# [EXERCISE OBJECTIVE]
Find every line below that contains the string "cutting", and copy each one in full.

# [PROVIDED INFORMATION]

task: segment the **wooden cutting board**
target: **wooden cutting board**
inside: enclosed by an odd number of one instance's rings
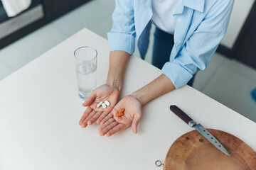
[[[208,130],[230,156],[223,153],[199,132],[193,130],[178,137],[171,145],[164,170],[256,170],[256,152],[247,144],[229,133]]]

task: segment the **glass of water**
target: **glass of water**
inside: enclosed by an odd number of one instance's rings
[[[89,47],[81,47],[75,50],[74,55],[78,95],[85,101],[96,87],[97,52],[95,49]]]

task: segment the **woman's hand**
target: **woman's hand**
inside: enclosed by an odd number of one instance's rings
[[[85,128],[95,121],[100,123],[112,110],[117,103],[119,94],[119,90],[113,85],[104,84],[94,89],[89,98],[82,103],[83,106],[87,108],[82,114],[79,125],[82,128]],[[110,103],[109,106],[106,108],[103,108],[102,106],[97,108],[97,105],[100,101],[104,103],[105,101]]]
[[[117,117],[121,108],[124,108],[124,115]],[[137,125],[142,118],[142,103],[139,99],[132,96],[127,96],[114,106],[110,114],[100,123],[100,135],[107,137],[125,129],[132,125],[132,131],[137,133]]]

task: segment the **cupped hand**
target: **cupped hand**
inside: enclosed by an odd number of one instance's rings
[[[124,108],[124,115],[117,117],[121,108]],[[137,125],[142,117],[142,103],[135,97],[127,96],[114,106],[110,114],[107,115],[100,123],[100,135],[107,137],[127,128],[132,125],[132,131],[137,133]]]
[[[82,103],[82,106],[87,108],[82,115],[79,125],[85,128],[95,122],[100,123],[106,115],[107,115],[117,104],[120,91],[112,85],[103,84],[94,89],[88,98]],[[103,108],[102,106],[97,108],[97,105],[102,101],[108,101],[110,103],[109,106]]]

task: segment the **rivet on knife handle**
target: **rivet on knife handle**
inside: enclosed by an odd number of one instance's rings
[[[179,108],[175,105],[170,106],[171,110],[178,116],[182,120],[191,127],[193,127],[196,125],[196,123],[193,121],[187,114],[182,111]]]

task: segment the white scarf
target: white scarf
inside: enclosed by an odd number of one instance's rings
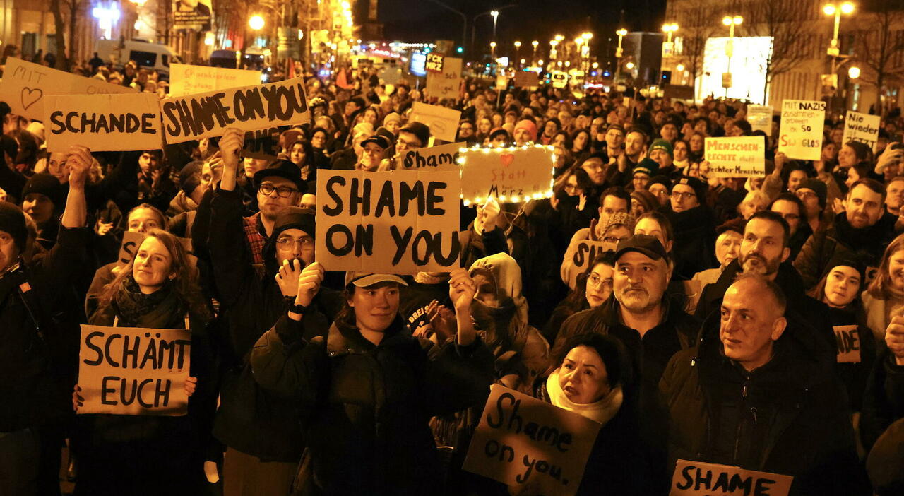
[[[559,386],[559,369],[557,368],[546,379],[546,392],[550,395],[552,405],[570,412],[579,414],[603,425],[612,420],[618,413],[622,404],[622,390],[620,386],[613,387],[608,395],[595,403],[579,404],[568,399],[565,391]]]

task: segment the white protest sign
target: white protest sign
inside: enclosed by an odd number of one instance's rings
[[[460,265],[457,172],[322,172],[315,253],[327,271],[415,274]]]
[[[170,97],[204,93],[214,90],[260,84],[259,71],[206,67],[174,63],[170,65]]]
[[[460,119],[460,110],[415,101],[408,120],[427,124],[430,128],[430,134],[437,139],[455,141]]]
[[[713,177],[765,177],[766,139],[762,136],[707,138],[705,158]]]
[[[778,151],[788,158],[819,160],[823,154],[824,124],[824,101],[782,100]]]
[[[860,363],[860,330],[857,326],[834,326],[838,363]]]
[[[747,121],[753,130],[760,130],[766,136],[772,136],[772,107],[768,105],[748,105]]]
[[[515,488],[530,484],[534,494],[570,496],[584,477],[600,426],[494,384],[462,468]]]
[[[878,115],[862,114],[848,110],[844,117],[844,138],[842,143],[859,141],[876,151],[879,141],[879,126],[880,118]]]
[[[458,156],[465,143],[450,143],[428,148],[408,150],[400,168],[458,172]]]
[[[458,98],[461,87],[461,59],[443,57],[442,73],[427,73],[427,95],[439,99]],[[447,139],[452,141],[453,139]]]
[[[300,79],[168,98],[160,100],[160,111],[167,143],[222,136],[229,128],[253,131],[310,120]]]
[[[63,152],[72,145],[91,151],[164,148],[155,93],[48,95],[44,100],[47,151]]]
[[[190,330],[83,324],[78,413],[185,415],[191,348]]]
[[[490,196],[505,204],[552,196],[555,157],[550,147],[471,148],[459,157],[466,205],[483,204]]]
[[[76,76],[50,67],[14,57],[6,59],[0,101],[5,101],[11,112],[28,119],[46,119],[44,100],[49,95],[99,95],[136,93],[136,90],[107,81]]]
[[[794,477],[679,460],[669,496],[787,496]]]

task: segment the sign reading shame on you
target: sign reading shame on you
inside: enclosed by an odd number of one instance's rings
[[[253,131],[310,119],[305,82],[292,79],[160,100],[167,143]]]
[[[327,270],[415,274],[459,266],[457,172],[324,172],[315,253]]]
[[[532,494],[570,496],[584,477],[600,426],[494,384],[462,468],[519,489],[539,489]]]
[[[191,348],[186,329],[82,325],[78,413],[185,415]]]
[[[762,136],[707,138],[705,150],[713,177],[766,176],[766,138]]]
[[[163,148],[155,93],[51,95],[45,100],[47,151],[66,151],[72,145],[92,151]]]

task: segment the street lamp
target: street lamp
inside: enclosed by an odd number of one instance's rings
[[[740,15],[726,15],[722,17],[722,24],[729,26],[729,43],[725,45],[725,54],[729,56],[728,71],[722,74],[722,87],[725,88],[725,98],[729,96],[729,88],[731,87],[731,55],[734,53],[734,26],[739,26],[744,22]]]

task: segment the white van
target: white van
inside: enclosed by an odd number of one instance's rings
[[[169,79],[171,63],[182,63],[168,45],[143,40],[98,40],[97,52],[99,57],[118,68],[135,61],[139,69],[156,71],[165,80]]]

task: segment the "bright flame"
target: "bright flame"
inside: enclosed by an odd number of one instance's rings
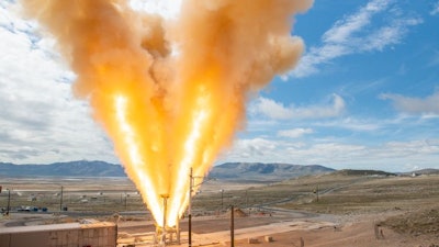
[[[190,168],[205,176],[244,126],[247,98],[294,67],[303,44],[291,16],[312,0],[185,0],[167,20],[125,0],[22,3],[58,40],[76,94],[90,101],[157,224],[173,226]]]

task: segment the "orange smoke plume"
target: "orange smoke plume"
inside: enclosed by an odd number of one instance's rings
[[[26,0],[77,75],[159,225],[176,225],[189,170],[205,176],[243,127],[247,98],[297,61],[292,15],[312,0],[187,0],[176,19],[124,0]],[[161,194],[169,195],[162,222]]]

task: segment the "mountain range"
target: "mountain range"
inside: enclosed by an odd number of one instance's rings
[[[324,166],[291,164],[226,162],[214,166],[209,177],[227,180],[284,180],[289,178],[331,172]],[[105,161],[77,160],[48,165],[15,165],[0,162],[0,177],[125,177],[121,165]]]
[[[209,172],[210,178],[240,181],[281,181],[285,179],[322,175],[337,171],[320,165],[262,164],[262,162],[226,162],[214,166]],[[346,175],[396,175],[373,170],[339,170]],[[439,173],[438,169],[424,169],[399,175]],[[15,165],[0,162],[0,178],[4,177],[125,177],[121,165],[105,161],[77,160],[54,162],[48,165]]]

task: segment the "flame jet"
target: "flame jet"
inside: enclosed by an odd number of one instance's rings
[[[185,0],[176,18],[123,0],[25,0],[77,75],[74,91],[114,143],[158,225],[189,201],[189,170],[205,176],[249,97],[292,69],[303,42],[293,14],[312,0]],[[162,199],[169,195],[167,222]]]

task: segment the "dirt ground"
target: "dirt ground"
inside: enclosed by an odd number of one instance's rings
[[[12,188],[13,209],[47,206],[48,212],[11,212],[10,217],[0,216],[0,231],[119,218],[119,247],[154,246],[155,225],[127,180],[2,182]],[[59,212],[59,184],[68,212]],[[234,221],[237,247],[439,247],[438,187],[439,176],[329,175],[270,184],[214,181],[194,199],[192,246],[230,246],[230,212],[226,209],[234,204],[238,207]],[[7,195],[1,193],[1,207]],[[30,200],[33,195],[36,201]],[[88,201],[82,202],[85,199]],[[173,246],[188,246],[187,217],[180,222],[180,245]]]

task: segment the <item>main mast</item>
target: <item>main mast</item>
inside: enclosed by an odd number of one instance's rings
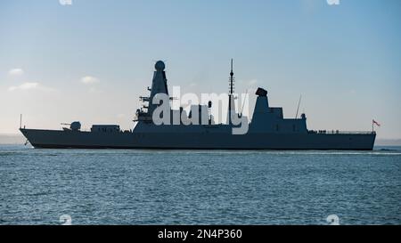
[[[233,112],[235,114],[235,105],[233,102],[233,92],[234,92],[234,77],[233,77],[233,59],[231,59],[231,72],[230,72],[230,80],[229,80],[229,93],[228,93],[228,124],[232,124],[232,113]]]

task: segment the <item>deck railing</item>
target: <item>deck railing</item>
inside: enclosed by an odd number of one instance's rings
[[[339,131],[339,130],[309,130],[309,134],[375,134],[374,131]]]

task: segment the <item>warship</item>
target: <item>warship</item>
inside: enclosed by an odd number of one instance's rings
[[[135,126],[123,131],[118,125],[94,125],[90,131],[81,129],[78,121],[68,124],[61,130],[42,130],[21,127],[20,131],[37,149],[166,149],[166,150],[372,150],[376,133],[315,131],[307,127],[307,116],[284,118],[282,108],[269,105],[267,91],[258,88],[250,122],[236,111],[233,61],[229,77],[227,121],[217,124],[210,114],[212,102],[192,105],[189,113],[168,104],[174,100],[168,89],[165,63],[159,61],[150,95],[140,97],[143,102],[136,110]],[[168,97],[168,101],[154,101],[157,97]],[[162,100],[160,100],[162,101]],[[161,114],[168,119],[178,115],[178,121],[155,121],[156,112],[164,105]],[[197,114],[198,113],[198,114]],[[245,119],[244,119],[245,118]],[[189,124],[185,122],[190,120]],[[241,130],[238,120],[245,123]],[[242,129],[243,130],[243,129]]]

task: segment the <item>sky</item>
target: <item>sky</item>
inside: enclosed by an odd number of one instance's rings
[[[68,4],[70,2],[71,4]],[[268,91],[309,129],[401,138],[399,0],[3,0],[0,134],[61,123],[124,129],[166,62],[182,93]]]

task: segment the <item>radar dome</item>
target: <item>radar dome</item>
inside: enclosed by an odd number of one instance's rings
[[[156,64],[154,64],[154,68],[158,71],[163,71],[166,68],[166,65],[164,65],[164,62],[162,61],[158,61]]]

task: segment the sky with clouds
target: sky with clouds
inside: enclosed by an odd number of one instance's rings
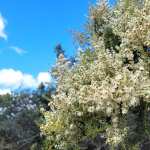
[[[0,0],[0,94],[51,82],[54,46],[76,53],[69,31],[83,28],[95,1]]]

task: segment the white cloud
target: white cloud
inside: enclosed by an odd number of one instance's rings
[[[6,20],[0,14],[0,38],[7,39],[7,35],[5,33]]]
[[[51,81],[51,77],[47,72],[40,72],[37,76],[37,81],[38,84],[40,84],[41,82],[47,83]]]
[[[0,89],[0,95],[10,94],[10,93],[11,93],[10,89]]]
[[[25,51],[24,49],[19,48],[17,46],[10,46],[9,48],[12,49],[13,51],[15,51],[19,55],[27,53],[27,51]]]
[[[50,83],[51,76],[48,72],[40,72],[37,77],[31,74],[22,73],[14,69],[1,69],[0,70],[0,94],[10,93],[16,89],[37,88],[38,85],[43,83]]]

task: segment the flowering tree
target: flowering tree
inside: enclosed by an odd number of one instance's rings
[[[90,8],[82,35],[89,47],[73,66],[61,54],[52,72],[57,88],[41,126],[48,149],[82,149],[98,134],[107,148],[140,149],[150,135],[149,29],[149,0]]]

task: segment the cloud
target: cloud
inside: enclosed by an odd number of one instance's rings
[[[25,51],[24,49],[19,48],[17,46],[10,46],[9,48],[12,49],[13,51],[15,51],[19,55],[27,53],[27,51]]]
[[[0,94],[10,93],[17,89],[35,89],[41,82],[45,84],[51,82],[48,72],[40,72],[37,77],[33,77],[19,70],[0,70]]]
[[[7,35],[5,33],[6,20],[0,14],[0,38],[7,39]]]

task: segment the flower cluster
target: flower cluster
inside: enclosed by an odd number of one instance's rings
[[[96,20],[101,22],[95,25]],[[150,1],[140,7],[120,1],[113,9],[98,2],[88,23],[93,27],[88,28],[90,55],[81,53],[72,67],[60,56],[53,72],[57,88],[49,105],[54,109],[44,113],[41,126],[51,149],[78,149],[82,140],[98,133],[106,134],[110,146],[117,145],[128,136],[128,112],[150,102],[150,57],[145,50],[150,47]],[[94,32],[95,27],[99,30]]]

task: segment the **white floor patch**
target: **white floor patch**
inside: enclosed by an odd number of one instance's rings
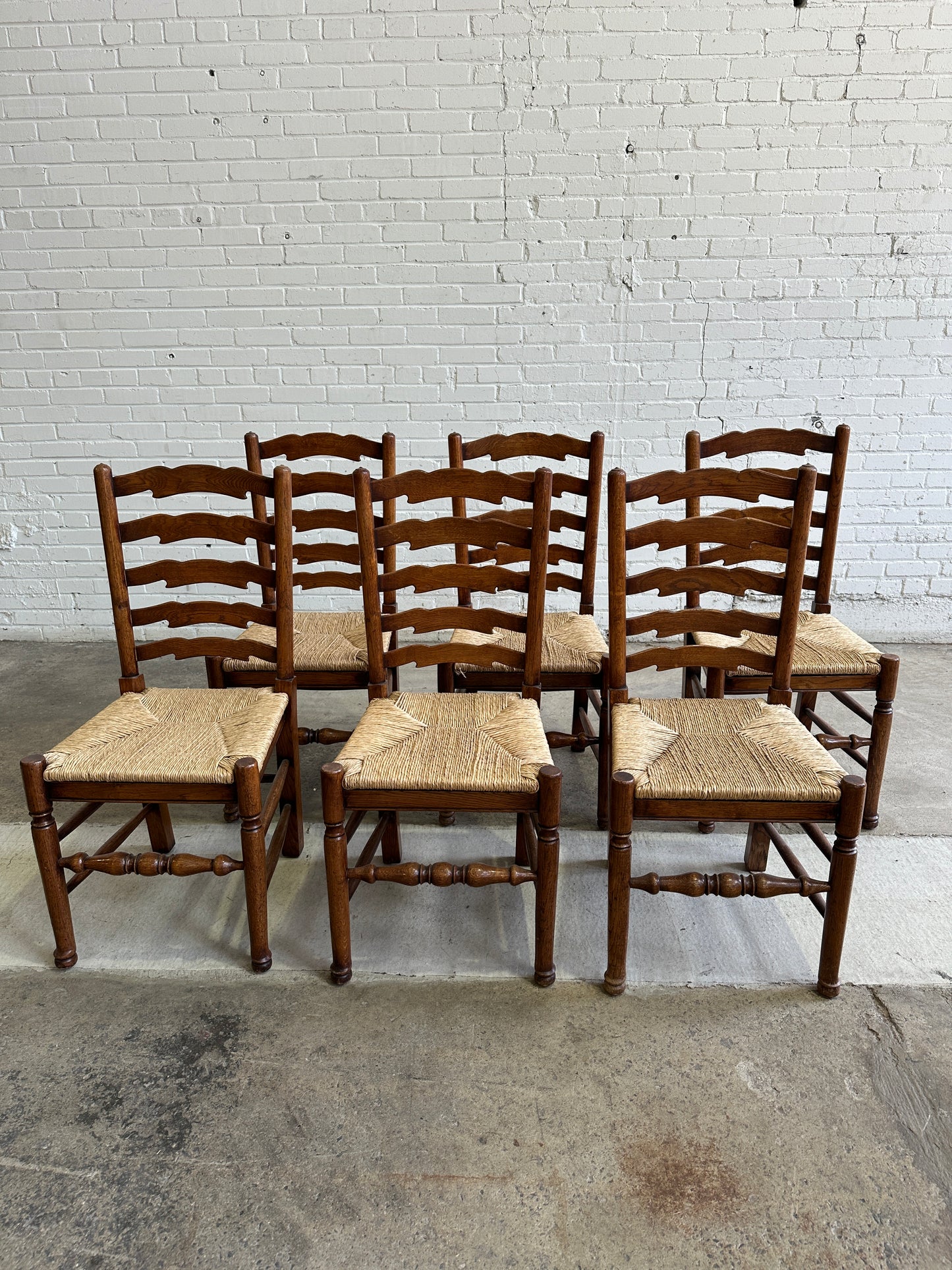
[[[435,819],[435,817],[434,817]],[[369,826],[372,822],[364,822]],[[178,850],[240,856],[234,826],[180,824]],[[362,828],[358,837],[363,841]],[[102,827],[83,826],[70,853],[94,850]],[[512,831],[461,817],[451,829],[404,827],[406,860],[493,860],[512,852]],[[807,869],[820,853],[797,836]],[[633,839],[636,867],[680,872],[736,869],[743,834],[701,837],[651,829]],[[352,848],[352,859],[357,845]],[[802,850],[800,850],[802,848]],[[141,828],[126,850],[147,850]],[[843,958],[848,983],[952,979],[952,838],[861,839]],[[562,841],[556,966],[562,979],[598,980],[605,965],[607,869],[603,833],[567,829]],[[772,871],[783,874],[776,855]],[[505,977],[532,973],[533,897],[520,888],[362,885],[352,900],[355,975]],[[93,876],[72,897],[80,968],[168,975],[249,973],[241,875]],[[269,893],[272,974],[326,973],[330,933],[321,829],[308,826],[300,860],[282,860]],[[631,898],[630,983],[758,984],[811,982],[820,916],[784,899]],[[29,829],[0,827],[0,969],[52,965],[52,935]],[[75,973],[75,972],[74,972]]]

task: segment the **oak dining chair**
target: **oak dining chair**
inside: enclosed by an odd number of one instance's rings
[[[598,523],[602,505],[602,465],[604,460],[604,434],[593,432],[588,439],[561,433],[515,432],[491,433],[477,441],[463,441],[459,433],[449,437],[449,466],[463,470],[468,465],[487,460],[498,465],[506,460],[541,458],[581,467],[583,474],[571,470],[552,474],[552,513],[548,540],[547,592],[567,591],[578,596],[578,606],[569,611],[546,610],[542,625],[542,691],[571,692],[572,718],[569,733],[550,732],[552,748],[570,745],[581,752],[594,751],[599,763],[598,823],[605,827],[608,815],[608,765],[607,751],[600,737],[604,721],[602,700],[603,662],[608,645],[595,618],[595,570],[598,565]],[[482,519],[501,519],[510,525],[531,523],[529,508],[489,511]],[[457,546],[457,561],[480,563],[495,559],[499,564],[513,565],[528,560],[528,547],[505,544],[468,550]],[[567,566],[567,568],[566,568]],[[470,596],[459,592],[459,605],[468,606]],[[484,636],[506,648],[519,648],[523,639],[515,631],[495,630]],[[499,691],[518,687],[518,673],[503,662],[493,665],[446,665],[440,674],[443,691]],[[593,725],[592,707],[597,716]]]
[[[751,456],[757,467],[768,471],[784,471],[768,466],[764,455],[819,453],[829,456],[829,469],[817,474],[816,489],[825,495],[823,508],[815,509],[812,527],[819,530],[819,542],[807,546],[807,560],[811,570],[803,578],[803,589],[812,593],[810,610],[802,610],[797,620],[797,639],[793,645],[793,665],[791,682],[798,693],[796,712],[801,721],[812,730],[819,729],[817,740],[826,749],[843,752],[852,762],[866,772],[866,810],[863,828],[875,829],[880,822],[880,792],[886,770],[890,730],[892,728],[892,702],[899,682],[899,658],[894,653],[881,653],[877,648],[852,631],[844,622],[833,616],[830,594],[833,589],[833,566],[836,556],[836,536],[843,505],[843,489],[847,474],[847,455],[849,451],[849,428],[840,424],[834,436],[810,432],[806,428],[754,428],[750,432],[727,432],[720,437],[701,439],[698,432],[689,432],[687,438],[687,470],[696,471],[707,458],[740,458]],[[773,460],[776,462],[776,458]],[[688,514],[698,514],[698,508],[689,508]],[[790,505],[763,507],[754,504],[735,509],[735,516],[773,525],[788,525]],[[699,552],[693,551],[696,563],[721,560],[737,563],[743,549],[716,547]],[[776,549],[769,556],[777,564],[784,564],[784,552]],[[693,638],[693,636],[692,636]],[[744,631],[736,636],[715,632],[698,632],[698,643],[758,649],[769,649],[769,636],[755,631]],[[757,674],[745,662],[736,669],[720,674],[707,672],[708,683],[702,683],[699,673],[685,676],[685,691],[696,695],[707,691],[720,693],[763,693],[768,681]],[[859,718],[867,726],[867,735],[845,734],[829,724],[816,710],[820,692],[831,697]],[[872,711],[853,693],[872,692],[875,705]],[[710,829],[712,826],[704,826]]]
[[[116,638],[119,650],[121,696],[43,754],[20,763],[32,817],[33,846],[56,940],[55,963],[62,969],[76,964],[76,940],[70,893],[94,874],[138,874],[174,878],[212,872],[218,878],[240,871],[244,876],[251,969],[268,970],[268,885],[278,857],[297,856],[303,843],[301,777],[297,752],[296,688],[292,667],[292,561],[291,472],[279,467],[273,478],[240,467],[146,467],[114,476],[104,464],[95,469],[99,518],[105,549]],[[211,511],[170,513],[119,519],[118,500],[150,494],[187,502],[187,495],[231,498],[246,504],[249,495],[270,499],[274,516],[265,523],[250,514]],[[192,505],[193,500],[189,500]],[[178,504],[176,504],[178,505]],[[127,552],[138,544],[189,544],[176,558],[129,564]],[[239,546],[254,541],[268,546],[273,560],[253,564],[246,556],[222,558],[208,552],[212,544]],[[146,596],[131,607],[129,588],[164,583],[166,591],[212,584],[216,596],[162,598]],[[272,607],[244,599],[218,598],[218,588],[239,592],[267,587]],[[165,624],[171,629],[199,627],[198,635],[140,639],[137,627]],[[272,634],[269,644],[249,638],[202,634],[207,626],[232,626],[242,632],[250,624]],[[227,655],[274,659],[267,687],[150,688],[142,663],[155,658],[176,660]],[[272,757],[277,771],[263,775]],[[57,826],[60,803],[81,806]],[[140,810],[112,833],[98,851],[63,855],[65,839],[99,808],[137,803]],[[170,804],[235,803],[241,820],[241,859],[213,859],[175,852]],[[270,842],[267,834],[277,817]],[[145,820],[150,851],[119,847]],[[66,880],[66,874],[72,874]]]
[[[294,587],[302,597],[314,592],[360,589],[357,517],[354,514],[354,466],[362,460],[380,464],[383,476],[396,471],[396,441],[385,432],[380,441],[367,437],[338,436],[333,432],[307,434],[286,433],[272,441],[260,441],[254,432],[245,436],[245,458],[251,472],[261,474],[263,461],[283,458],[286,462],[307,461],[306,471],[293,471],[291,478]],[[314,461],[329,464],[344,460],[345,470],[315,469]],[[316,505],[312,505],[316,502]],[[268,499],[253,494],[254,514],[260,521],[270,516]],[[392,521],[392,503],[382,508],[380,523]],[[273,547],[258,544],[259,564],[268,568]],[[392,552],[390,552],[392,558]],[[392,569],[392,559],[390,568]],[[350,602],[350,596],[347,597]],[[265,587],[261,603],[270,607],[274,594]],[[385,612],[392,610],[393,597],[385,596]],[[249,631],[253,639],[274,644],[272,626],[259,625]],[[396,687],[396,671],[393,672]],[[367,690],[367,636],[363,612],[353,607],[320,610],[305,608],[301,599],[294,608],[294,677],[298,691],[327,692]],[[230,657],[213,663],[211,687],[267,686],[274,679],[274,665],[263,658]],[[338,726],[300,728],[302,745],[319,743],[335,745],[347,740],[349,729]]]
[[[334,983],[347,983],[352,975],[350,897],[362,883],[378,881],[406,886],[531,883],[536,889],[536,983],[545,987],[555,980],[561,772],[552,766],[538,707],[551,488],[546,469],[532,478],[448,469],[382,480],[371,480],[364,469],[354,475],[369,704],[336,761],[321,768]],[[470,499],[499,505],[506,498],[532,508],[529,525],[466,514]],[[373,504],[391,499],[406,500],[420,514],[374,523]],[[452,516],[440,514],[447,500]],[[528,569],[442,563],[442,554],[458,544],[529,549]],[[388,569],[383,552],[397,546],[411,561],[420,552],[424,563]],[[435,607],[385,613],[381,594],[407,588],[428,597],[446,588],[490,596],[514,592],[524,598],[526,611],[440,605],[437,596]],[[468,640],[470,631],[496,629],[515,631],[524,643],[512,648]],[[453,634],[439,643],[387,646],[386,636],[400,630]],[[491,665],[496,660],[518,674],[518,692],[392,692],[388,685],[388,672],[409,663]],[[404,861],[401,812],[448,808],[514,814],[514,862]],[[371,810],[378,813],[378,823],[349,864],[348,842]],[[373,862],[378,847],[382,864]]]
[[[618,994],[626,987],[631,892],[674,892],[682,895],[801,895],[823,914],[823,942],[817,992],[834,997],[840,989],[839,965],[856,870],[866,785],[848,776],[790,709],[791,667],[797,632],[801,584],[806,560],[816,471],[801,467],[793,475],[759,470],[703,469],[660,472],[627,480],[616,469],[608,476],[608,603],[611,706],[611,834],[608,846],[608,968],[604,987]],[[779,498],[792,505],[790,523],[768,525],[726,514],[656,519],[628,525],[628,508],[711,497],[745,504]],[[703,544],[737,549],[745,560],[762,563],[763,551],[784,552],[786,570],[743,564],[652,565],[628,572],[628,551],[654,546],[658,551]],[[763,551],[762,551],[763,549]],[[779,616],[740,608],[665,607],[628,616],[631,597],[656,591],[660,597],[730,597],[736,603],[750,594],[779,598]],[[736,636],[757,631],[773,643],[750,652],[712,644],[652,643],[628,650],[630,638],[654,632],[656,640],[712,631]],[[694,660],[692,660],[694,659]],[[750,665],[767,677],[767,701],[755,697],[675,697],[656,700],[628,696],[627,676],[635,671],[684,669],[699,665],[708,673]],[[632,875],[632,820],[725,820],[749,826],[746,872],[691,871]],[[812,878],[776,822],[797,823],[829,861],[825,879]],[[817,823],[819,822],[819,823]],[[820,823],[835,824],[829,842]],[[790,876],[768,874],[774,847]]]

# [REPLY]
task: segment the **wooden cutting board**
target: **wooden cutting board**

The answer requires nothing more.